§ **GOAL OF THE EXERCISE**
Go through the listing and transcribe each line exactly.

***

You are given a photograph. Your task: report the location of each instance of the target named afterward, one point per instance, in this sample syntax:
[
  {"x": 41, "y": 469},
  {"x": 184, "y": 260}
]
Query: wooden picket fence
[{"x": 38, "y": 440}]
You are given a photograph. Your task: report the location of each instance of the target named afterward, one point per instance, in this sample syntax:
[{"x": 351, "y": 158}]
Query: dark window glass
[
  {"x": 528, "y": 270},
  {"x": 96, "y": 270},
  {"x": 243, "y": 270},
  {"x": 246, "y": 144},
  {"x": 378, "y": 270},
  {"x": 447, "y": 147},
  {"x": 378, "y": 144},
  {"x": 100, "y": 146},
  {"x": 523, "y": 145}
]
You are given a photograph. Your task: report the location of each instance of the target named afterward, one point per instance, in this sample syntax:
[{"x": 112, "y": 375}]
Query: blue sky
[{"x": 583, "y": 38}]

***

§ **ANSWER**
You are given a photograph. Your task: report the location of each instance of the target named afterward, one point per instance, in this sample syntax:
[
  {"x": 41, "y": 469},
  {"x": 184, "y": 260}
]
Query: wooden picket fence
[{"x": 38, "y": 440}]
You are given a photograph. Your task: report the location of each instance of the target named afterward, one point per instance, in this sample syntax:
[{"x": 351, "y": 158}]
Query: dark window glass
[
  {"x": 528, "y": 270},
  {"x": 96, "y": 270},
  {"x": 243, "y": 270},
  {"x": 246, "y": 144},
  {"x": 378, "y": 270},
  {"x": 447, "y": 147},
  {"x": 378, "y": 144},
  {"x": 100, "y": 146},
  {"x": 523, "y": 145}
]
You are given a photograph. Your task: report the location of each instance of the target named afterward, one point per instance, in this sample syntax:
[{"x": 112, "y": 375}]
Query: blue sky
[{"x": 583, "y": 38}]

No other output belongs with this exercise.